[start of Document extract]

In both apps, we provide real-time hourly pollutant concentrations and provide historical views of pollution at various time-averages (daily, weekly, monthly, seasonally, annually) to make pollution patterns visible over time.
We have scenario-running capacity and can be customized to help communities test the different pollution-reduction strategies to see what will work. This helps clarify approaches that will make the largest impact.
These are just some examples of what Shair’s features can be used for – we look forward to working with the communities we deploy in to discover new use cases.
How is your map different from other air pollution maps?
The underlying science is what differentiates Shair from other air quality solutions. We use a simplified version of CAMx, a regulatory photochemical regional model, with Shairstreet, an urban street-canyon model to estimate localized pollutant concentration. We provide results at a 10-meter resolution on a real-time basis, while visualizing pollutant source contributions.

[end of Document extract]
[start of Entries supplied]

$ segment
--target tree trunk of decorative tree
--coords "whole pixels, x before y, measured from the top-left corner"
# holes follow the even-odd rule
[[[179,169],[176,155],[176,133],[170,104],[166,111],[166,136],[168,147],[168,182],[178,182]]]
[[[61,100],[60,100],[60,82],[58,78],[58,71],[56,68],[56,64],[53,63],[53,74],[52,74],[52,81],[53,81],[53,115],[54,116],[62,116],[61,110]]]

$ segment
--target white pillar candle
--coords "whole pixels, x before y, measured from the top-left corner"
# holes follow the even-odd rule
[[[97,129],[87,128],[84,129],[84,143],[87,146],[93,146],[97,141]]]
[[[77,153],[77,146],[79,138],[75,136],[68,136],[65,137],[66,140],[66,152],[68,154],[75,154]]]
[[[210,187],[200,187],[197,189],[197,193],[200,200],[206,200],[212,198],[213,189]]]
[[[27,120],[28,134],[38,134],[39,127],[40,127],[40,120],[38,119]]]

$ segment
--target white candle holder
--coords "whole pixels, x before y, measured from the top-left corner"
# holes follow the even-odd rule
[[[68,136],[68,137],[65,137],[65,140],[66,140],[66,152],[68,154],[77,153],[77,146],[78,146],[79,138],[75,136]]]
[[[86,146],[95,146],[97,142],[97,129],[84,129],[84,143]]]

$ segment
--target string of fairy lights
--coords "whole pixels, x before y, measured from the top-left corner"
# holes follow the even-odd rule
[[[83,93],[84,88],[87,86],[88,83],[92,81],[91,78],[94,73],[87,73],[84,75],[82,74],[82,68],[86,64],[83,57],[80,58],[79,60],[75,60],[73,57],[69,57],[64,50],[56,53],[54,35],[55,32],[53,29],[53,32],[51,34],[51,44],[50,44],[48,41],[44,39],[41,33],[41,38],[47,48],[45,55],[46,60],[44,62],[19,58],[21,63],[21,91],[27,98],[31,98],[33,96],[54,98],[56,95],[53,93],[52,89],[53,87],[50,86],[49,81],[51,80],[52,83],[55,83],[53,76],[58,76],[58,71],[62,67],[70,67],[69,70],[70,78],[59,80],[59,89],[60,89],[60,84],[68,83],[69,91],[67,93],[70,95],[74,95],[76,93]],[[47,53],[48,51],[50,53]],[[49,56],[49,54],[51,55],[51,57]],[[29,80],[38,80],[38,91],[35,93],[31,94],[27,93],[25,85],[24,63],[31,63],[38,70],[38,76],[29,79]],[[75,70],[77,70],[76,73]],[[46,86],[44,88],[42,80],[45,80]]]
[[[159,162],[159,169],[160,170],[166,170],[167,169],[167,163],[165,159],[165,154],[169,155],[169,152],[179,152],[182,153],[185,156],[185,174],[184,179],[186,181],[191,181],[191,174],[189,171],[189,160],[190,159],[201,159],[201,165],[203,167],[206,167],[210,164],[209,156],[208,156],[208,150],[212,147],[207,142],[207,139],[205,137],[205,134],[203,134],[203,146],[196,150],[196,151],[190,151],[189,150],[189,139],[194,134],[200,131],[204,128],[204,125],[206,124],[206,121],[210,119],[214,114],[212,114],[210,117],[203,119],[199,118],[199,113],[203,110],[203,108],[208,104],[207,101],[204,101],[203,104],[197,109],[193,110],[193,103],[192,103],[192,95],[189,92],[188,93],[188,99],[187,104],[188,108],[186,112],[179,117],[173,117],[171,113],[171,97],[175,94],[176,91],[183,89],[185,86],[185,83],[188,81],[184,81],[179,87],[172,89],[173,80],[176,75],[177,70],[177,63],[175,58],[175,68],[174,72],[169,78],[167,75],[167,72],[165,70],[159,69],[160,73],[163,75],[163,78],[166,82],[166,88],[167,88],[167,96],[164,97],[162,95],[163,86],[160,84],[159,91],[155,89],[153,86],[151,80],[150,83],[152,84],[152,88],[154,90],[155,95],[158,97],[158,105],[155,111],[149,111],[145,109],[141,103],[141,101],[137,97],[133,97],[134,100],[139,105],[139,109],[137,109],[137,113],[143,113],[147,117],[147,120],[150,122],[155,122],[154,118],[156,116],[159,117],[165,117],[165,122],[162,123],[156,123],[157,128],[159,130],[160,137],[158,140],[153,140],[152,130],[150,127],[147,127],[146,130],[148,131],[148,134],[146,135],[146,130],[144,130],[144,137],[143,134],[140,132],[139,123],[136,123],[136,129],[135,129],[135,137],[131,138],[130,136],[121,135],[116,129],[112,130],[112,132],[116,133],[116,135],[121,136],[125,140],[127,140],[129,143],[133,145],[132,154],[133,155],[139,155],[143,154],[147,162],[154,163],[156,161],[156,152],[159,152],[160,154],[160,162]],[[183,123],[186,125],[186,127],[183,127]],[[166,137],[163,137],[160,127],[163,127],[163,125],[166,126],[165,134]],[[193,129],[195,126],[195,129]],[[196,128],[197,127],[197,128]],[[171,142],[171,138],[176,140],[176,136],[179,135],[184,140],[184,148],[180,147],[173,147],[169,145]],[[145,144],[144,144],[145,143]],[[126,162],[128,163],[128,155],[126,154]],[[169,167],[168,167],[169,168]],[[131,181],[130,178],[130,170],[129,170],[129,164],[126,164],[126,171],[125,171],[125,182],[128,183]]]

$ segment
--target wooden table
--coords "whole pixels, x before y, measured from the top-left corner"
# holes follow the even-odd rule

[end of Entries supplied]
[start of Entries supplied]

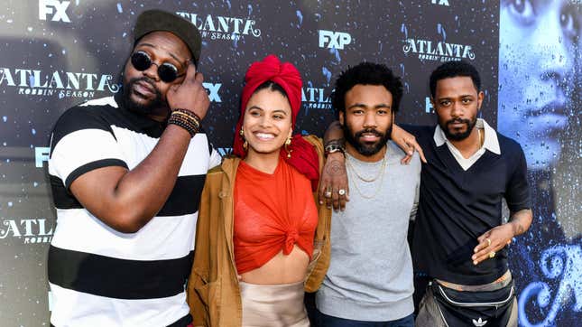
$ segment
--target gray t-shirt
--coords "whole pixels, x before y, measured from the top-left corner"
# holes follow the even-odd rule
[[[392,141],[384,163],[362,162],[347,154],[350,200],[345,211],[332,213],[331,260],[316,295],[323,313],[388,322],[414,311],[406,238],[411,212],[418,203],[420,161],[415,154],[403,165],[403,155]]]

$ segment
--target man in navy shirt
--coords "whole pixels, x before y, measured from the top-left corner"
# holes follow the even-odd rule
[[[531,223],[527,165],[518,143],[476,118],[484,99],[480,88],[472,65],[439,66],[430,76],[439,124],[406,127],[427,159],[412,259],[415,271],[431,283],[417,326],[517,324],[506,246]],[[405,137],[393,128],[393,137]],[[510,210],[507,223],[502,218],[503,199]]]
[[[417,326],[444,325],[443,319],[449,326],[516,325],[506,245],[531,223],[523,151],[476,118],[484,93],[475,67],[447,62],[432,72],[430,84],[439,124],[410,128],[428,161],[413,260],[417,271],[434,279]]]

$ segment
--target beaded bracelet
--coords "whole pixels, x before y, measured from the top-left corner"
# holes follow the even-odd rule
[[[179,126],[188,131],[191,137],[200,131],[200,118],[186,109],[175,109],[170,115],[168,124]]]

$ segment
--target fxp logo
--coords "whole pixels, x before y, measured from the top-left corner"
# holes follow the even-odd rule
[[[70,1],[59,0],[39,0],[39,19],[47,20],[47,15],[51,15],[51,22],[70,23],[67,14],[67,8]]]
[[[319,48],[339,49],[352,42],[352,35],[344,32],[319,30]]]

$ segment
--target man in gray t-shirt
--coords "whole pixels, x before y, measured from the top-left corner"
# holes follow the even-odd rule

[end of Entries supplied]

_Tasks to perform_
1. At what resolution does the Shair text say results are provided?
2. In the Shair text, swap "scenario-running" for "simulation-running" in the passage starting with "In both apps, we" and going on through "new use cases.".
The entries stand apart from the Shair text as separate material.

_Response list_
1. A 10-meter resolution, on a real-time basis.

2.
In both apps, we provide real-time hourly pollutant concentrations and provide historical views of pollution at various time-averages (daily, weekly, monthly, seasonally, annually) to make pollution patterns visible over time.
We have simulation-running capacity and can be customized to help communities test the different pollution-reduction strategies to see what will work. This helps clarify approaches that will make the largest impact.
These are just some examples of what Shair’s features can be used for – we look forward to working with the communities we deploy in to discover new use cases.